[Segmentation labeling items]
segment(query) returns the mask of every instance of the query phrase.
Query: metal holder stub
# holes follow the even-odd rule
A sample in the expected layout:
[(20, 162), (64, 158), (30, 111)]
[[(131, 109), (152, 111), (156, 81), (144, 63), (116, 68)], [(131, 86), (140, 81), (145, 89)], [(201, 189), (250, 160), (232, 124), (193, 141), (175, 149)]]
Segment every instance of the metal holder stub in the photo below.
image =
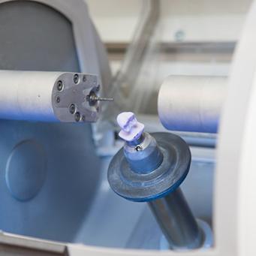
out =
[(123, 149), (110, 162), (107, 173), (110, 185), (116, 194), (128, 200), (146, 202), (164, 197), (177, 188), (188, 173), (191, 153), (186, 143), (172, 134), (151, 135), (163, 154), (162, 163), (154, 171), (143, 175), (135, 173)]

Required work: Rewrite the records above, changing every "holder" to "bracket" and keeping everything else the same. Leave the pictures out of your answer.

Correct result:
segment(query) returns the mask of every instance of the query phrase.
Query: metal bracket stub
# holes follow the even-odd rule
A sample in the expected layout:
[(20, 162), (64, 158), (30, 111)]
[[(131, 109), (152, 111), (156, 81), (144, 63), (116, 68)], [(131, 86), (140, 81), (145, 89)], [(201, 189), (250, 160), (232, 124), (193, 141), (175, 149)]]
Segment every instance of the metal bracket stub in the photo below.
image =
out =
[(123, 149), (110, 162), (107, 173), (110, 185), (116, 194), (128, 200), (146, 202), (164, 197), (177, 188), (188, 173), (191, 153), (186, 143), (172, 134), (151, 135), (163, 154), (162, 163), (154, 171), (143, 175), (135, 173)]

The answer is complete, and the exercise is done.